■ Your task ■
Print out every record exactly as it appears.

******************************

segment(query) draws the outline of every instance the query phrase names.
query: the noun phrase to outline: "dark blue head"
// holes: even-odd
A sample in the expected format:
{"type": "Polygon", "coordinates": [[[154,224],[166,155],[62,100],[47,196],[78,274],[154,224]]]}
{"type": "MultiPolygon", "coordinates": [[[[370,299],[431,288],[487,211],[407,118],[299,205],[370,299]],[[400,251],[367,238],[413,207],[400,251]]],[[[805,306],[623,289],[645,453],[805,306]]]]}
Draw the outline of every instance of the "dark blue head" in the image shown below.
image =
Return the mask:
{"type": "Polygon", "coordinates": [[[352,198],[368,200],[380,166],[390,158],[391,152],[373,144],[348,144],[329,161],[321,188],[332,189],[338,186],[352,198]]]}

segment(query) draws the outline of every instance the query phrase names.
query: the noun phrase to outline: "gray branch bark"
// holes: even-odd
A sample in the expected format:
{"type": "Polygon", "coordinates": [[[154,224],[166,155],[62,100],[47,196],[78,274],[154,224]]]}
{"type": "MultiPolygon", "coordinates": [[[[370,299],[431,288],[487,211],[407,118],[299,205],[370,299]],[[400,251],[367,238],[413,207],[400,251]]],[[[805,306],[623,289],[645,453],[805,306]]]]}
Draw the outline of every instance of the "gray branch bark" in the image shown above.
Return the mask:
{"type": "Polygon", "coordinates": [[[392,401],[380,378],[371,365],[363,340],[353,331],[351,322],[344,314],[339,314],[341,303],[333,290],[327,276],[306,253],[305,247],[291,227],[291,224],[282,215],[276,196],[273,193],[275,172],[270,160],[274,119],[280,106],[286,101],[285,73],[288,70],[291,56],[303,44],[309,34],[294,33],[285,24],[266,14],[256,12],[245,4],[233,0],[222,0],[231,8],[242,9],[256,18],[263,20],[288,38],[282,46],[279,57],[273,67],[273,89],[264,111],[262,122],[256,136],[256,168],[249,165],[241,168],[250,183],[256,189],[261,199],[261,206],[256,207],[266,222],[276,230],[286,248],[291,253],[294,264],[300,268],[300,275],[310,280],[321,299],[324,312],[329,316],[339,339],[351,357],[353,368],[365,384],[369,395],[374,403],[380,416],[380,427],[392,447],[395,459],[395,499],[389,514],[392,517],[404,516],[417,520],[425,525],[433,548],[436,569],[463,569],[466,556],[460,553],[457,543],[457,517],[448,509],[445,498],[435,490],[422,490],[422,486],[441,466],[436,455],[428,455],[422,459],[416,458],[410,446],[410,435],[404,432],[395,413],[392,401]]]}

******************************

■ Written response ■
segment(query) draws the outline of every instance the query phrase names.
query: the noun phrase to outline: "dark blue head"
// holes: even-odd
A sample in the expected format:
{"type": "Polygon", "coordinates": [[[154,224],[166,155],[62,100],[47,196],[78,274],[154,224]]]}
{"type": "MultiPolygon", "coordinates": [[[[370,299],[431,288],[487,211],[407,118],[299,205],[370,299]],[[400,251],[367,238],[413,207],[400,251]]],[[[805,306],[623,289],[645,453],[805,306]]]]}
Draw the outline of every instance of the "dark blue head" in the image shown below.
image =
Return the mask:
{"type": "Polygon", "coordinates": [[[352,198],[368,200],[380,166],[390,158],[391,152],[373,144],[348,144],[329,161],[321,188],[332,189],[338,186],[352,198]]]}

segment(query) draws the outline of every instance the query phrase names.
query: the noun phrase to outline: "gray branch bark"
// holes: even-odd
A sample in the expected format:
{"type": "Polygon", "coordinates": [[[154,224],[166,155],[62,100],[47,196],[78,274],[154,224]]]}
{"type": "MultiPolygon", "coordinates": [[[[370,299],[431,288],[487,211],[407,118],[299,205],[370,299]],[[400,251],[367,238],[413,207],[400,251]]],[[[805,306],[623,289],[645,453],[805,306]]]]}
Draw the outline of every instance of the "gray branch bark" in the image shown above.
Return the mask:
{"type": "Polygon", "coordinates": [[[392,401],[380,378],[371,365],[363,340],[353,331],[351,322],[344,314],[339,314],[341,303],[333,290],[327,276],[306,253],[305,247],[291,227],[291,224],[282,215],[276,196],[273,193],[275,172],[270,160],[274,119],[280,106],[286,101],[285,73],[288,70],[291,56],[303,44],[309,34],[294,33],[285,24],[266,14],[256,12],[245,4],[233,0],[222,0],[231,8],[242,9],[256,18],[263,20],[288,38],[282,46],[279,57],[273,67],[273,89],[264,111],[262,122],[256,136],[256,168],[249,165],[241,168],[250,183],[256,189],[261,199],[261,206],[256,207],[266,222],[276,230],[286,248],[291,253],[294,264],[300,268],[300,275],[310,280],[321,299],[324,312],[329,316],[339,339],[351,357],[353,368],[365,384],[369,395],[374,403],[380,416],[380,427],[392,447],[395,459],[395,499],[389,514],[392,517],[404,516],[417,520],[425,525],[433,548],[436,569],[463,569],[466,556],[460,553],[457,543],[457,517],[448,509],[445,498],[435,490],[422,490],[422,486],[441,466],[436,455],[428,455],[422,459],[416,458],[410,446],[410,435],[404,432],[395,413],[392,401]]]}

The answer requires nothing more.